• EXERCISE DETAILS:
List the organizations that the Oman basketball association profile below gives as the association's affiliations.

Oman Basketball Association
- Abbreviation: OBA
- Formation: 1987; 39 years ago
- Location: Muscat, Oman;
- President: Eng. Khalfan bin Saleh Al Naabi
- Vice President: Dr. Ali Salam Al-Yaaribi
- Affiliations: FIBA FIBA Asia Oman Olympic Committee
- Website: http://www.oba.basketball/

= Oman Basketball Association =

The Oman Basketball Association (الاتحاد العماني لكرة السلة) is the governing body of basketball in Oman.

Basketball started in Oman from Saidiya School in Muscat which was established in the year 1940, where the game was practiced by the school’s teachers and some students. Moreover, it was practiced by the military, visiting navy members, and the foreign doctors / medical staff of Al Saada American Hospital & Al Rahma Hospital in Matrah.

Al Saidiya School teachers of Muscat & Matrah introduced the sport of basketball to Al Ahli Club in Matrah and Oman Club in Muscat through foreign students as well as international and Arab expats living in Oman. The sport was spreading fast throughout the cities and provinces.

• DATA SHOWN:
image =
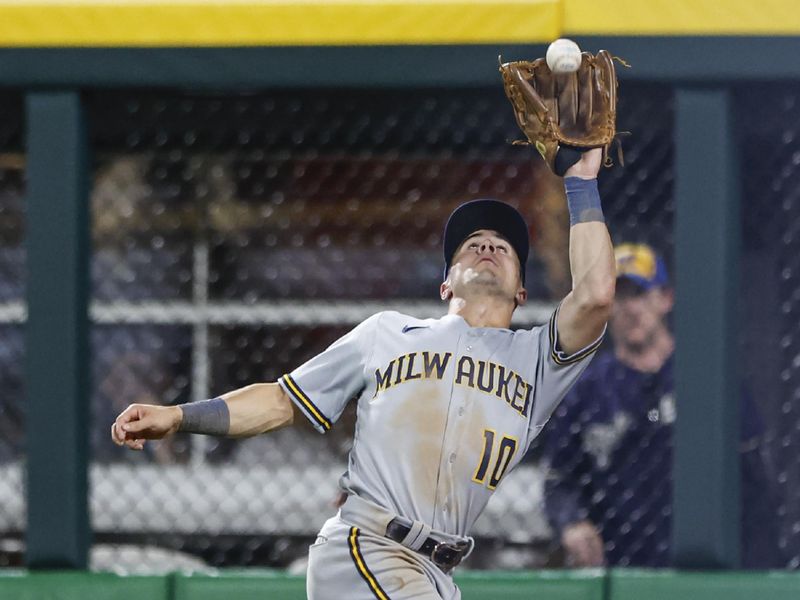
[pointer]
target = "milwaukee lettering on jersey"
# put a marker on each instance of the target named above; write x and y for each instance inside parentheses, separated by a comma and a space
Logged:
(482, 375)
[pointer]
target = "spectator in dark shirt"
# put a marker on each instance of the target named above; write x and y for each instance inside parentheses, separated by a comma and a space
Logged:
(608, 493)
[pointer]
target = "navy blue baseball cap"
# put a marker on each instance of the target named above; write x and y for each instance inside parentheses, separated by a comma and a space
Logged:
(486, 214)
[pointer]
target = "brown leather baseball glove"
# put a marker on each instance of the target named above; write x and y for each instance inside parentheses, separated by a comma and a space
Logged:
(567, 112)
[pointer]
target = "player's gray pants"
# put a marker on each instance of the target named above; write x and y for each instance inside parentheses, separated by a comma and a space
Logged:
(349, 562)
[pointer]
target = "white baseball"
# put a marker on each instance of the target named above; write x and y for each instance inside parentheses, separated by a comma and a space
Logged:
(563, 56)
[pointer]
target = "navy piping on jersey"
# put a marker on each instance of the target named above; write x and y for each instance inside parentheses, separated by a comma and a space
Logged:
(361, 566)
(313, 412)
(558, 356)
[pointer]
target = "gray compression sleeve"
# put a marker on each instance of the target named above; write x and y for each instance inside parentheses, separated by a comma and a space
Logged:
(211, 417)
(583, 200)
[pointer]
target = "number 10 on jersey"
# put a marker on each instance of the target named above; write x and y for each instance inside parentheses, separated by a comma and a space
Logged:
(498, 460)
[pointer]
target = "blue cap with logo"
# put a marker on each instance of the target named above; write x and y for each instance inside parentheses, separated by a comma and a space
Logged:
(640, 264)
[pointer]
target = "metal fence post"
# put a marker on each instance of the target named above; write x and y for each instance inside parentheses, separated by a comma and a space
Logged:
(57, 343)
(706, 529)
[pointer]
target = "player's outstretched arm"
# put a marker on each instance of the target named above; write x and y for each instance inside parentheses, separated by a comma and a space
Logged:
(244, 412)
(586, 308)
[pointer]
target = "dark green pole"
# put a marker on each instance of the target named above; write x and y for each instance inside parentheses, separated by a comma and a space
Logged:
(57, 331)
(707, 234)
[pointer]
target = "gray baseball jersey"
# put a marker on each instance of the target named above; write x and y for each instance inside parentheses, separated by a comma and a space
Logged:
(444, 412)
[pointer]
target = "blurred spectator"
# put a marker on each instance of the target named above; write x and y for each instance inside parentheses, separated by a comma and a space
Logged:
(608, 493)
(12, 430)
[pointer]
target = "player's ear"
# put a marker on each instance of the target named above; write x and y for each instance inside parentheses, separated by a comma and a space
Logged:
(521, 296)
(445, 291)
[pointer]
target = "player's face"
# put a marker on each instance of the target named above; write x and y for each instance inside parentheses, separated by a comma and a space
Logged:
(638, 314)
(486, 263)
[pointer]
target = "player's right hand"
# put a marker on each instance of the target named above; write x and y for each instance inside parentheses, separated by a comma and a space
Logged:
(141, 422)
(583, 545)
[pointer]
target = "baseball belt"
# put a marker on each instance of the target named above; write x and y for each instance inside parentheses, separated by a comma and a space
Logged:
(444, 555)
(414, 535)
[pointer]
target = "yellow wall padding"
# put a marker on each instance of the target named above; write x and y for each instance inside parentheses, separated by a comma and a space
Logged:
(275, 22)
(682, 17)
(353, 22)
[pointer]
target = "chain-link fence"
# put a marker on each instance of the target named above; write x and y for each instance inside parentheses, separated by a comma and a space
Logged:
(12, 346)
(236, 236)
(771, 288)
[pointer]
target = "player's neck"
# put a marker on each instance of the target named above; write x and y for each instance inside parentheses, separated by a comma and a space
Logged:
(650, 356)
(487, 311)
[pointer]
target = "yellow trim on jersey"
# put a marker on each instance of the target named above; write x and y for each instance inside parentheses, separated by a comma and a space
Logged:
(305, 402)
(488, 449)
(361, 566)
(495, 474)
(556, 355)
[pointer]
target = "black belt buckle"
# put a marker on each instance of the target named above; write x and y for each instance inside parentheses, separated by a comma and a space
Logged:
(446, 556)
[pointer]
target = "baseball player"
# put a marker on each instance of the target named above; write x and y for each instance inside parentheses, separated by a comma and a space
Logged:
(445, 407)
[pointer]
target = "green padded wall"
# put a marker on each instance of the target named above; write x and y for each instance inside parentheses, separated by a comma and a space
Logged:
(720, 585)
(540, 585)
(241, 585)
(262, 585)
(78, 585)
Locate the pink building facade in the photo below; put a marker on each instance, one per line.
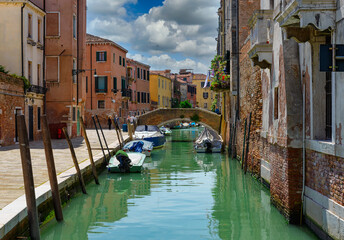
(65, 43)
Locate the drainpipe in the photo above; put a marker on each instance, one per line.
(44, 80)
(77, 53)
(91, 79)
(238, 58)
(22, 37)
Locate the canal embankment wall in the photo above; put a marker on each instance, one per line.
(14, 218)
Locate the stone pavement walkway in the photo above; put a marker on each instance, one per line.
(11, 175)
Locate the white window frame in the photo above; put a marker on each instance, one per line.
(59, 14)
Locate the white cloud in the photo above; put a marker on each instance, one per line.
(164, 61)
(180, 27)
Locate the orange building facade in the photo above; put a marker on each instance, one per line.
(65, 43)
(108, 93)
(138, 77)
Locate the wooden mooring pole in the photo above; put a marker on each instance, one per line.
(89, 149)
(49, 157)
(248, 142)
(101, 130)
(117, 133)
(75, 161)
(100, 141)
(28, 179)
(243, 147)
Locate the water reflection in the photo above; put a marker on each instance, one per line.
(180, 195)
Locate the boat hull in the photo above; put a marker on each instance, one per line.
(137, 161)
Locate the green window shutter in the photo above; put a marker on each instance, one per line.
(96, 83)
(115, 83)
(105, 90)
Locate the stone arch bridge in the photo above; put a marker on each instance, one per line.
(163, 116)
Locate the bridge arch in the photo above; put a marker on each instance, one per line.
(164, 115)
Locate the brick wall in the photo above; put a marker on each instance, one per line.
(250, 102)
(325, 174)
(11, 97)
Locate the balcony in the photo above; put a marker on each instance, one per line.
(36, 89)
(261, 38)
(126, 93)
(299, 14)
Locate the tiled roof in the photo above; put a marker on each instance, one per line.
(91, 39)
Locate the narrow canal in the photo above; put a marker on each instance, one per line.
(181, 195)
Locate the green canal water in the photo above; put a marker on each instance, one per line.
(180, 195)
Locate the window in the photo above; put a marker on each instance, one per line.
(74, 68)
(101, 56)
(38, 74)
(29, 69)
(101, 84)
(53, 21)
(276, 103)
(74, 26)
(74, 114)
(115, 83)
(29, 33)
(38, 118)
(52, 69)
(101, 104)
(39, 34)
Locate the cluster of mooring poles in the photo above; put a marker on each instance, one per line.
(245, 142)
(27, 165)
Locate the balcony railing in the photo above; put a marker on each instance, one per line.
(126, 93)
(261, 38)
(37, 89)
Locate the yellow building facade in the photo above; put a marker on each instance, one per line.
(160, 88)
(204, 96)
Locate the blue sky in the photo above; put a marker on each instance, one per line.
(169, 34)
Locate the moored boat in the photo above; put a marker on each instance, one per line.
(150, 133)
(166, 131)
(208, 141)
(124, 162)
(141, 146)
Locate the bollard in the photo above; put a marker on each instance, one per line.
(248, 143)
(116, 128)
(75, 161)
(28, 179)
(94, 169)
(49, 157)
(100, 141)
(101, 130)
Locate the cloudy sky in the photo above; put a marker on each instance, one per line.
(166, 34)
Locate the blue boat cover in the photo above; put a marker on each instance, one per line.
(137, 147)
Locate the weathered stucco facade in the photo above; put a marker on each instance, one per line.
(296, 140)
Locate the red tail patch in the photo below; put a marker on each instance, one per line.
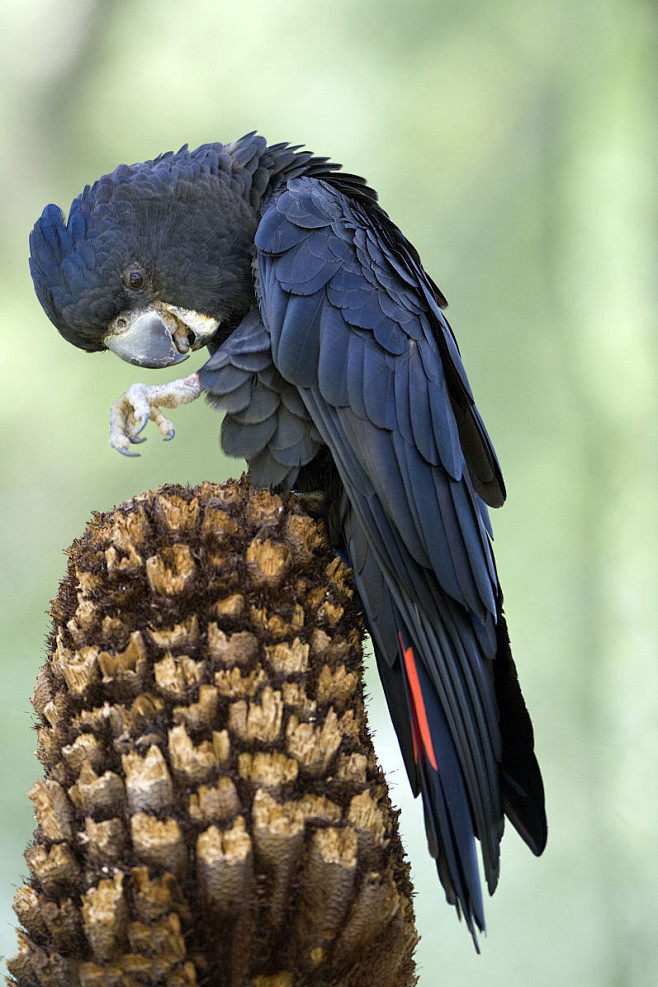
(421, 723)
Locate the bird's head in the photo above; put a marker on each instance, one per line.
(154, 259)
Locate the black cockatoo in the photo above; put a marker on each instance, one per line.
(338, 372)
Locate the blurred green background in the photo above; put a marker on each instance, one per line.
(513, 143)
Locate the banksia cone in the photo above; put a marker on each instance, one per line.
(212, 812)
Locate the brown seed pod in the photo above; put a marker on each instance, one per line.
(212, 811)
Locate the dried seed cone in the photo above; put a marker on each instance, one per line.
(212, 812)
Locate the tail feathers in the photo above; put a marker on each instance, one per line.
(448, 820)
(521, 782)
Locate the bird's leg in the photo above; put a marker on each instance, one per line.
(141, 403)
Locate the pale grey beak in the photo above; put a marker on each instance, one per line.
(146, 340)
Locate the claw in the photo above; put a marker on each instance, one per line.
(141, 404)
(143, 423)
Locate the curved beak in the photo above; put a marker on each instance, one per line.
(148, 339)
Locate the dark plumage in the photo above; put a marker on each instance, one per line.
(338, 371)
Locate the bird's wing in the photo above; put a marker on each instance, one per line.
(356, 326)
(266, 422)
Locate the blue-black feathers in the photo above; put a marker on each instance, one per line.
(337, 369)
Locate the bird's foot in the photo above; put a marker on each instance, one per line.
(141, 403)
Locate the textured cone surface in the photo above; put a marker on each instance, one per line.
(212, 812)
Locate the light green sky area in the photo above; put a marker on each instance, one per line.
(514, 142)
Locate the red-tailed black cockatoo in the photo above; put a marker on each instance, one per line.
(338, 372)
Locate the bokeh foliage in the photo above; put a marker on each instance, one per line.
(515, 144)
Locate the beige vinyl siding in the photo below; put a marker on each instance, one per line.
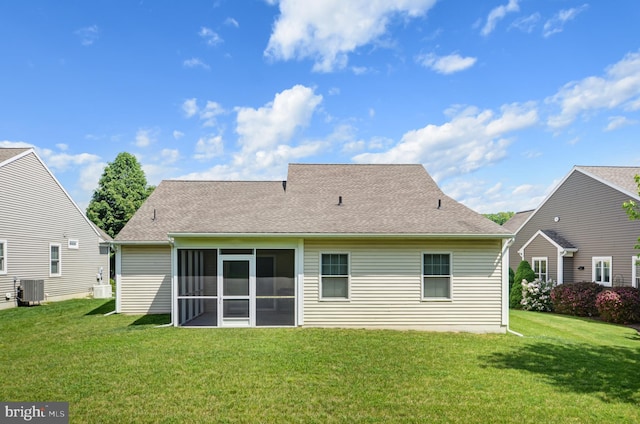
(36, 212)
(385, 286)
(145, 280)
(591, 218)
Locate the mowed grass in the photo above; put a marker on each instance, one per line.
(116, 369)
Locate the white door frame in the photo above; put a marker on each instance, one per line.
(251, 297)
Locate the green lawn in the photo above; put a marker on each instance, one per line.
(116, 369)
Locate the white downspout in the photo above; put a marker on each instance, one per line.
(506, 243)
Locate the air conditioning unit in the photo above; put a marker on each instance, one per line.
(30, 291)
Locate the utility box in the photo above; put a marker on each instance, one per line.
(102, 291)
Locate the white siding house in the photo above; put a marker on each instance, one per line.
(370, 246)
(43, 233)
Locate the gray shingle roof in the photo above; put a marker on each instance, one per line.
(7, 153)
(621, 177)
(376, 199)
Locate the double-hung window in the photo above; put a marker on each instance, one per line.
(436, 276)
(601, 270)
(334, 278)
(3, 256)
(55, 263)
(540, 268)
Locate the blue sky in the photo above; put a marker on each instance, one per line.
(498, 99)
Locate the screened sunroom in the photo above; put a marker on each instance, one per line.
(235, 287)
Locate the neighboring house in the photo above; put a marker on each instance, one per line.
(43, 233)
(580, 232)
(332, 246)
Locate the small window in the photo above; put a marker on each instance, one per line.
(55, 266)
(334, 276)
(436, 276)
(540, 266)
(3, 256)
(601, 270)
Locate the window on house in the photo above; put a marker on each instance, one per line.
(540, 268)
(3, 256)
(334, 276)
(601, 270)
(54, 260)
(436, 276)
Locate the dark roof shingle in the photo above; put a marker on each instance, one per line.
(376, 199)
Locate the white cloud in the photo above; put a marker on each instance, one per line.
(231, 22)
(446, 64)
(556, 23)
(526, 24)
(64, 161)
(497, 14)
(169, 156)
(616, 122)
(144, 137)
(88, 35)
(277, 121)
(209, 147)
(619, 87)
(190, 107)
(209, 36)
(14, 144)
(324, 31)
(472, 139)
(210, 113)
(195, 62)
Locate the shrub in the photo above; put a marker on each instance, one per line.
(619, 304)
(524, 272)
(576, 298)
(536, 295)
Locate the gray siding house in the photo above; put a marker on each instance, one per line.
(43, 233)
(376, 246)
(580, 232)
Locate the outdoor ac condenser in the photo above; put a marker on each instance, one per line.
(31, 291)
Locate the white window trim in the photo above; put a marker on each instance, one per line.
(334, 299)
(422, 276)
(593, 269)
(540, 259)
(4, 271)
(59, 260)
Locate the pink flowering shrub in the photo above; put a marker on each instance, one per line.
(576, 298)
(619, 304)
(536, 295)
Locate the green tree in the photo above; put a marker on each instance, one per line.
(633, 209)
(500, 217)
(121, 191)
(524, 272)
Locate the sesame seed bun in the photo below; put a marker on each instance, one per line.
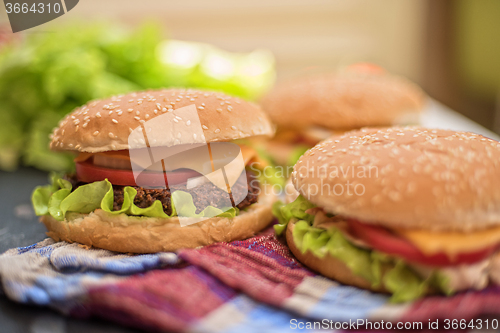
(105, 125)
(405, 178)
(138, 234)
(344, 100)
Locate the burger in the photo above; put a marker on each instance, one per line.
(312, 108)
(116, 203)
(406, 211)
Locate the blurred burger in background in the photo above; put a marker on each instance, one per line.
(157, 171)
(312, 108)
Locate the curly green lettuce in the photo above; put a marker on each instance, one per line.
(376, 267)
(57, 199)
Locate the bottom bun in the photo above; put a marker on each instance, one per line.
(328, 266)
(136, 234)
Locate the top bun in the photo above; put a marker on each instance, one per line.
(405, 178)
(105, 125)
(344, 100)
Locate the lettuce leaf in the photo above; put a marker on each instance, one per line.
(296, 209)
(57, 199)
(378, 268)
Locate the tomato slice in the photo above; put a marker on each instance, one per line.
(88, 173)
(383, 240)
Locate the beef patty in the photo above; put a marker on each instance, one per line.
(205, 195)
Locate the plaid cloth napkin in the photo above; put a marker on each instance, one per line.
(243, 286)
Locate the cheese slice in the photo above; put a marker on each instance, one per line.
(451, 243)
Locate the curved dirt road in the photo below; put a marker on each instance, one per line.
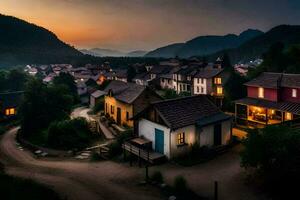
(76, 180)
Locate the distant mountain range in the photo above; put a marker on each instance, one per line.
(254, 48)
(22, 43)
(112, 53)
(204, 45)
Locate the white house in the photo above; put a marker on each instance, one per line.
(173, 126)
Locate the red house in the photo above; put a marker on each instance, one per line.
(272, 98)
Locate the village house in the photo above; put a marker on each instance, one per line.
(96, 97)
(9, 103)
(124, 100)
(272, 98)
(172, 126)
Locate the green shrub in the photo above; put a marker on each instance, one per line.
(2, 130)
(70, 134)
(180, 184)
(157, 177)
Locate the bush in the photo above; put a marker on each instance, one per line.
(69, 134)
(180, 184)
(157, 177)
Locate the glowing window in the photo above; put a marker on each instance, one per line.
(219, 90)
(261, 92)
(10, 111)
(288, 116)
(218, 81)
(180, 138)
(294, 93)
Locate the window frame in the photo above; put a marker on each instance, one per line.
(181, 138)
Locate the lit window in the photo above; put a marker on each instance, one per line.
(261, 92)
(180, 138)
(112, 109)
(294, 93)
(288, 116)
(218, 81)
(219, 90)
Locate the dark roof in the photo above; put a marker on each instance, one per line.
(125, 92)
(204, 121)
(208, 73)
(161, 69)
(281, 106)
(181, 112)
(10, 99)
(275, 80)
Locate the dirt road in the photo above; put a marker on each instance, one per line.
(76, 180)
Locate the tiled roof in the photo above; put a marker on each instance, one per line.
(275, 80)
(281, 106)
(208, 73)
(125, 92)
(181, 112)
(98, 93)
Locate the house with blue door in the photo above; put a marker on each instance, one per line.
(172, 126)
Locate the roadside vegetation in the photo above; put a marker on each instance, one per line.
(45, 115)
(272, 158)
(14, 188)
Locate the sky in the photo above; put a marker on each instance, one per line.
(148, 24)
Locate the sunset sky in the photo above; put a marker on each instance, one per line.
(147, 24)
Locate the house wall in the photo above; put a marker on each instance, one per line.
(190, 138)
(286, 95)
(269, 94)
(147, 130)
(207, 134)
(202, 84)
(124, 108)
(205, 137)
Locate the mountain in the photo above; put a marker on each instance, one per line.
(169, 51)
(204, 45)
(254, 48)
(112, 53)
(22, 43)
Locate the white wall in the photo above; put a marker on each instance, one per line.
(147, 130)
(190, 138)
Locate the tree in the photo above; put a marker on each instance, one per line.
(67, 80)
(275, 154)
(42, 105)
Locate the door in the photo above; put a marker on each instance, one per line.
(218, 134)
(159, 141)
(119, 116)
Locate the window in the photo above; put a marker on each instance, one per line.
(219, 90)
(294, 93)
(218, 81)
(261, 92)
(288, 116)
(180, 138)
(10, 111)
(112, 109)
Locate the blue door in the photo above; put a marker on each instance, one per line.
(159, 141)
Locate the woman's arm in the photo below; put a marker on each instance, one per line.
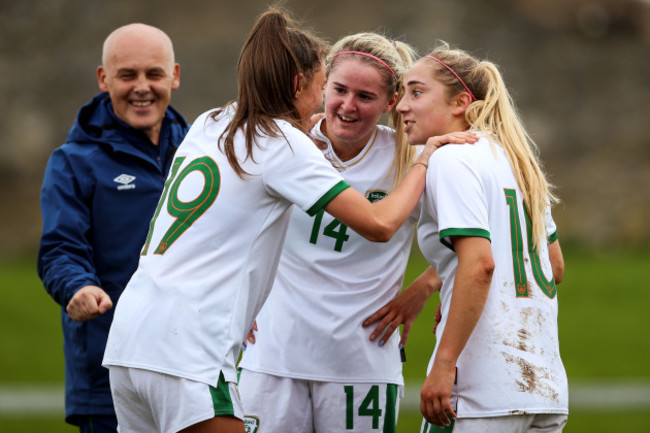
(405, 308)
(471, 285)
(557, 261)
(380, 220)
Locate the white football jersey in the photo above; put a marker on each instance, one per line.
(511, 363)
(214, 245)
(330, 280)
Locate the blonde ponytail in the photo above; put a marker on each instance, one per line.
(494, 114)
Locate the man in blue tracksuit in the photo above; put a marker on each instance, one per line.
(99, 193)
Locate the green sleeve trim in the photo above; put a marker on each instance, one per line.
(327, 197)
(477, 233)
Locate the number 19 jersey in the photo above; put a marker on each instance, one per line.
(211, 255)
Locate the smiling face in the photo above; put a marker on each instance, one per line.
(355, 98)
(139, 73)
(427, 109)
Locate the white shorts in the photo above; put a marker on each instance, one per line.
(534, 423)
(147, 401)
(275, 403)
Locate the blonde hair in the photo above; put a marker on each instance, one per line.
(494, 114)
(399, 56)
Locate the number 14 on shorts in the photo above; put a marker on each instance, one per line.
(365, 408)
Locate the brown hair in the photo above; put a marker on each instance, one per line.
(269, 65)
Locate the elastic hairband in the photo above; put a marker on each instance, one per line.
(361, 53)
(455, 75)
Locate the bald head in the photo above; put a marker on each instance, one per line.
(139, 73)
(136, 34)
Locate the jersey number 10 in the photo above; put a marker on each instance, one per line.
(518, 262)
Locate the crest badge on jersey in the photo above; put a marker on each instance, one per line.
(374, 196)
(251, 424)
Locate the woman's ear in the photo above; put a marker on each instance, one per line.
(462, 102)
(391, 103)
(298, 80)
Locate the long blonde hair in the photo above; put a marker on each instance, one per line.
(399, 56)
(494, 113)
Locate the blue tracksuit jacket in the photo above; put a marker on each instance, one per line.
(99, 193)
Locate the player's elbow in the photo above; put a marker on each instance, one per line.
(485, 269)
(379, 231)
(558, 272)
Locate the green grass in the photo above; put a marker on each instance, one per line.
(603, 322)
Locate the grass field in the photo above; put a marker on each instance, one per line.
(604, 324)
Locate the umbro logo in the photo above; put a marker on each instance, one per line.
(125, 181)
(251, 424)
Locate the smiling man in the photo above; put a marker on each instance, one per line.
(99, 193)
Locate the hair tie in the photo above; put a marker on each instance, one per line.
(361, 53)
(455, 75)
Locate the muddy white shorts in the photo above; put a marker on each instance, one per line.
(534, 423)
(147, 401)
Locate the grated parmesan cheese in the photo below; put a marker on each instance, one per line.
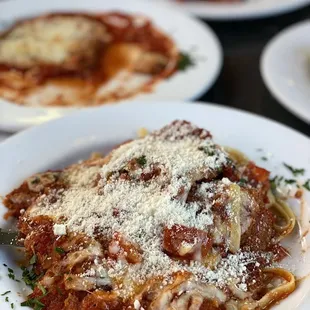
(145, 207)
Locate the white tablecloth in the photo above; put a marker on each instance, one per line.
(4, 136)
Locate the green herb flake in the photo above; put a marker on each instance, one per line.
(290, 181)
(42, 288)
(242, 181)
(30, 277)
(11, 273)
(34, 303)
(36, 180)
(306, 185)
(33, 259)
(185, 61)
(295, 171)
(210, 151)
(141, 160)
(59, 250)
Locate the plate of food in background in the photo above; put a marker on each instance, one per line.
(192, 211)
(285, 68)
(237, 9)
(59, 56)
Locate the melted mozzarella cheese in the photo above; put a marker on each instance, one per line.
(55, 40)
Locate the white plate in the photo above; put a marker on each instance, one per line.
(246, 9)
(285, 68)
(63, 141)
(189, 34)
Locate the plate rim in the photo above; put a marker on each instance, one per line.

• TASK OUTPUT:
FIBA, FIBA Asia, Oman Olympic Committee